* [What to do]
Render the lines of the material as a Markdown table with the columns Row and Line, one row per line and blank lines left out. Cover only the lines starting at the one containing "Find the silver wristwatch" and ending at the one containing "(1045, 430)".

* [Data supplied]
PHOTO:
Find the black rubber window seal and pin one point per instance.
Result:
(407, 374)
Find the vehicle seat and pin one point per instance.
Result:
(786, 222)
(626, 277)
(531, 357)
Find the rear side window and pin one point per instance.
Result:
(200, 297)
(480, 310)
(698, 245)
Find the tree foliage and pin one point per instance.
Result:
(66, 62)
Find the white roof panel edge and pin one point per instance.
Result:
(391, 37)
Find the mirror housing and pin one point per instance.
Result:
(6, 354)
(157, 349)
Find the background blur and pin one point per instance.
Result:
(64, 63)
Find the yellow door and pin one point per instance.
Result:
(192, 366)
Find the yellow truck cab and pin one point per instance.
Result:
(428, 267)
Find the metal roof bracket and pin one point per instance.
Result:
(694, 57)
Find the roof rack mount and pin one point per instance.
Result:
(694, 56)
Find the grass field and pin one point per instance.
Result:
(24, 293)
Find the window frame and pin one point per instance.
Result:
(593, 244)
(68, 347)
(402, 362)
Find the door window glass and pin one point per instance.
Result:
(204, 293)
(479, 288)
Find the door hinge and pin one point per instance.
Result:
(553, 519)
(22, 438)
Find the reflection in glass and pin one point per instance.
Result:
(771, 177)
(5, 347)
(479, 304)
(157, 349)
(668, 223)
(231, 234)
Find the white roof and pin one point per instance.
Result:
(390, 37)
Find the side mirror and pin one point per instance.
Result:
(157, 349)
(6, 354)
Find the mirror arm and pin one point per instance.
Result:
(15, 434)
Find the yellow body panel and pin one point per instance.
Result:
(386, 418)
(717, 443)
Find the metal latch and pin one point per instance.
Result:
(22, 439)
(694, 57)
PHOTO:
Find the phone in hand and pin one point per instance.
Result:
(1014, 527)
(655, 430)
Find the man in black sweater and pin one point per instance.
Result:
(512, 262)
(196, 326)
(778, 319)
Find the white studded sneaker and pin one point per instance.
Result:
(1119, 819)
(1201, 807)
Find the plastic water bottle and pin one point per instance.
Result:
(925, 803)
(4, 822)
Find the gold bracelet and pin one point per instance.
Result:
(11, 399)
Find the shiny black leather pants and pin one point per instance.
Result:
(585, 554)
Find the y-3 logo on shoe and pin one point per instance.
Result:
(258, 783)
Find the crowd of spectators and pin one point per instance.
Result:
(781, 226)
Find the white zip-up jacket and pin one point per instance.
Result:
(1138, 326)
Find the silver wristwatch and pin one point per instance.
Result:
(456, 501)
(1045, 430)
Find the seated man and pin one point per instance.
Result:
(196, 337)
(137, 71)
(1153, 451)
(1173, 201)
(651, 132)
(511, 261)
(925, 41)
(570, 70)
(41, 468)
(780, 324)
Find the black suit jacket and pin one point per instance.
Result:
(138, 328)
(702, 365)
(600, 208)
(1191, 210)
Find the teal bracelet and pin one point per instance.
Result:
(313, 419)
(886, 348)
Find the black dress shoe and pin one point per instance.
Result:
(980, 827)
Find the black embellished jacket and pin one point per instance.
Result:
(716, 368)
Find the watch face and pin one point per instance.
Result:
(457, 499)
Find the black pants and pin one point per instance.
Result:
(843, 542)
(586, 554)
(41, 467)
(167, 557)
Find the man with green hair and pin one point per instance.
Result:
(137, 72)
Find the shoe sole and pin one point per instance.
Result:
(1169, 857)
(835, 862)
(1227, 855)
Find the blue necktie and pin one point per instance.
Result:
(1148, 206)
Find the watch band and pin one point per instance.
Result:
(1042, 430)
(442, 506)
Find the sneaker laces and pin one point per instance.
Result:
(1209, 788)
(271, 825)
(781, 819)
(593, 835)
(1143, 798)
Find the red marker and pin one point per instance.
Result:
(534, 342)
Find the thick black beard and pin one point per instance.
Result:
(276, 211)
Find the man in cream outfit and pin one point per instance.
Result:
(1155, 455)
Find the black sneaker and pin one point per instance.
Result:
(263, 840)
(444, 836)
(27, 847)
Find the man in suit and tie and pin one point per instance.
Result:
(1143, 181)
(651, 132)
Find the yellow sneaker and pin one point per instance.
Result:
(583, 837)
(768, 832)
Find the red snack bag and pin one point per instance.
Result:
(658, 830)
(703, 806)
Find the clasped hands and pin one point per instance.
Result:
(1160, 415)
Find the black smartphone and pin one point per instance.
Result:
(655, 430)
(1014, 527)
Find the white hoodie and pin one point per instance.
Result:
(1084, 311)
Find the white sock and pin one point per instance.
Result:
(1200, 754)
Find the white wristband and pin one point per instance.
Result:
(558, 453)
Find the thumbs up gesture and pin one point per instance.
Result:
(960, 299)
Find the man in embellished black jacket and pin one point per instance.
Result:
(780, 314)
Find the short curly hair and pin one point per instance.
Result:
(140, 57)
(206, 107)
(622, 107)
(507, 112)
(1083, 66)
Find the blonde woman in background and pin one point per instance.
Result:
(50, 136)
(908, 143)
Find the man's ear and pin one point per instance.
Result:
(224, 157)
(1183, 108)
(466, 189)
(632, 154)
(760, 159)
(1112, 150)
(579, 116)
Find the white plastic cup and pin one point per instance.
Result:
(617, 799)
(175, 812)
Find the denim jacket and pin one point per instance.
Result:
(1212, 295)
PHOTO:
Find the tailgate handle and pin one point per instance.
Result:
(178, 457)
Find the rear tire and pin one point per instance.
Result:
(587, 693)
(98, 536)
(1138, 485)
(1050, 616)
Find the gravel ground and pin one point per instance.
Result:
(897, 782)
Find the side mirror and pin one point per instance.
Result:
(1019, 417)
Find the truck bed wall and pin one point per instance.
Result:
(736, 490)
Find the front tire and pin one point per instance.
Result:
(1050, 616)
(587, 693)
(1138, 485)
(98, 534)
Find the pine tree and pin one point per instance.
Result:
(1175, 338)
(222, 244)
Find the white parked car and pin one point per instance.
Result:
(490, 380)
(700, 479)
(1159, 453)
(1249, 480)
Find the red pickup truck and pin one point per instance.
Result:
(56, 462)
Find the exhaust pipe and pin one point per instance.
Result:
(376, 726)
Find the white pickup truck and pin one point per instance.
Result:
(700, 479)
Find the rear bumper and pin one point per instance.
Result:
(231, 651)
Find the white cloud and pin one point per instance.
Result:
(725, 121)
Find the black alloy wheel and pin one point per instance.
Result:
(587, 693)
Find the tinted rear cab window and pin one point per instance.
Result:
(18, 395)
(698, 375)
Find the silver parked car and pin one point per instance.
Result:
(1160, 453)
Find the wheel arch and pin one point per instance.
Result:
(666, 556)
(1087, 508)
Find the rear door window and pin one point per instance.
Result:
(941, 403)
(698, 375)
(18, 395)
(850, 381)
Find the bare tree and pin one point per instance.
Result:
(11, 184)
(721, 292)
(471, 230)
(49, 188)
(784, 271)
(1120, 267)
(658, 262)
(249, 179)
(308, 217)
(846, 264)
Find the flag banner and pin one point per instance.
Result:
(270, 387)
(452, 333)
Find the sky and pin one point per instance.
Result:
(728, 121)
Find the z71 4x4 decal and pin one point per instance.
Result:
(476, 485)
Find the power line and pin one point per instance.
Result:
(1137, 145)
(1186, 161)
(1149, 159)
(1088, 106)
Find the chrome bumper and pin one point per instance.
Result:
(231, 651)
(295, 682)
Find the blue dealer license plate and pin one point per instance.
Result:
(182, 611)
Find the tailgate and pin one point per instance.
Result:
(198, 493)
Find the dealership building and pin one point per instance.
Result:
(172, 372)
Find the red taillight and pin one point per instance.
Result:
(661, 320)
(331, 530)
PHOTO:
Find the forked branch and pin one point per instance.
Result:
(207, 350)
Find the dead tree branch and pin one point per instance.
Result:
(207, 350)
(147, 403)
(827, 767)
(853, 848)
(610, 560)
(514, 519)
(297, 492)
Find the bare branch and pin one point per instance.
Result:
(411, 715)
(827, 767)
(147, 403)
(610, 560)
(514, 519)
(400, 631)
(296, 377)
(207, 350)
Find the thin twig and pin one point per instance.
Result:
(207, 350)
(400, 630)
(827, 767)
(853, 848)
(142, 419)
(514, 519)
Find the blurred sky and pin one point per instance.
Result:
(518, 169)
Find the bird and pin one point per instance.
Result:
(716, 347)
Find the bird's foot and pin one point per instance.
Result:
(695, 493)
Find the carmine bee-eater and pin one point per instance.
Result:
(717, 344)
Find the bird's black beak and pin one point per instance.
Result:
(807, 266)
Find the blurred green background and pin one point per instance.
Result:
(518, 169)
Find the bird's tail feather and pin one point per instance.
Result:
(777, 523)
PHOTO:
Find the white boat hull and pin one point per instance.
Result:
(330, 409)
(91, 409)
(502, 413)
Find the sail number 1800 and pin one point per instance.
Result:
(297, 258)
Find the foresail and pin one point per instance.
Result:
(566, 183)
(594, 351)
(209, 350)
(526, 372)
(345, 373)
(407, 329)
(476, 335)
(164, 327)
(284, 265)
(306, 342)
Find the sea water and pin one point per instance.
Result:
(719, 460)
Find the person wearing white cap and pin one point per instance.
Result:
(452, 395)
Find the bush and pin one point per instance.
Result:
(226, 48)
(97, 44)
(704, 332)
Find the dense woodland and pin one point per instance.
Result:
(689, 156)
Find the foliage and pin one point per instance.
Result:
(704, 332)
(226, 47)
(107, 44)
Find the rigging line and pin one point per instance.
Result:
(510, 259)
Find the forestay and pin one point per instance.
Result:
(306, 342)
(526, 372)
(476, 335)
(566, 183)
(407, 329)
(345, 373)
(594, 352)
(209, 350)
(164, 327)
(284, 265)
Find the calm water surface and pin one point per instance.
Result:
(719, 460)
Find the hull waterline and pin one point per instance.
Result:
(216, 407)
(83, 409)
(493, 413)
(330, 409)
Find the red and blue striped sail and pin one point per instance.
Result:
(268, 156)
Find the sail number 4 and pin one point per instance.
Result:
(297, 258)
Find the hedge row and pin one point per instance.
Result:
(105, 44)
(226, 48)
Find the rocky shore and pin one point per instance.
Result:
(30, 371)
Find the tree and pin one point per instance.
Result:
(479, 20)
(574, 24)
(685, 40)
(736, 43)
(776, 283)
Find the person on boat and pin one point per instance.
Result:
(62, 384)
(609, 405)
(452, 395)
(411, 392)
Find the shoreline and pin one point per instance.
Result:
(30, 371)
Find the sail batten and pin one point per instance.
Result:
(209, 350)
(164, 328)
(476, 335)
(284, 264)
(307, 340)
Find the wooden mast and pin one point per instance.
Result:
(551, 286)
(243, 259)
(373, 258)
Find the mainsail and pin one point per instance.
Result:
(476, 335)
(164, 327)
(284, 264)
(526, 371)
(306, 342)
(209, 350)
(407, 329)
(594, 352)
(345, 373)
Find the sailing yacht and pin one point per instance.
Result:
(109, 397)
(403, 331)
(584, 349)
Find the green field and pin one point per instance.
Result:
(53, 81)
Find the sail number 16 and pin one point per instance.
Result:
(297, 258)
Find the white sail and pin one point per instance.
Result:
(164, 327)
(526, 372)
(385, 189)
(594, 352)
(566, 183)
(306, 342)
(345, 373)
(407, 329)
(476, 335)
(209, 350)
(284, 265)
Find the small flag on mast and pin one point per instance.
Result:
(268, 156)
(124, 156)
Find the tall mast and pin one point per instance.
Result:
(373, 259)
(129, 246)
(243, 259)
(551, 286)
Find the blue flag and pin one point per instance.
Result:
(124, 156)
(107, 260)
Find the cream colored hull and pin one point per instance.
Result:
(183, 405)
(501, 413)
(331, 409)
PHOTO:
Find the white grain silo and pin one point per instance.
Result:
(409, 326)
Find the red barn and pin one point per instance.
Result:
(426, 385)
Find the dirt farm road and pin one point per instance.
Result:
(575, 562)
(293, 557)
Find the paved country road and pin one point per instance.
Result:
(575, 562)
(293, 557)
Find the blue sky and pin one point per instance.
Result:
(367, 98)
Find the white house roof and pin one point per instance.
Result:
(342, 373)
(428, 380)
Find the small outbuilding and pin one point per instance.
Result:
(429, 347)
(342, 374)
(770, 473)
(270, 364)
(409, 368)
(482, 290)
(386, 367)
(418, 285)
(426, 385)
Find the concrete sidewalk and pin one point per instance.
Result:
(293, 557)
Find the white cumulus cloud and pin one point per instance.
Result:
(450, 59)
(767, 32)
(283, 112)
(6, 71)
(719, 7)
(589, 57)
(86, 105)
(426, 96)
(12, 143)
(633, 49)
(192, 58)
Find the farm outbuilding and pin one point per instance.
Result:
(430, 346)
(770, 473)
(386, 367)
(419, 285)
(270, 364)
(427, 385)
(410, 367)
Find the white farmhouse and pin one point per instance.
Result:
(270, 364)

* [Task output]
| Row | Line |
|---|---|
| 1 | Find the silver wristwatch and pin one point per instance. |
| 2 | Result: |
| 3 | (456, 501) |
| 4 | (1045, 430) |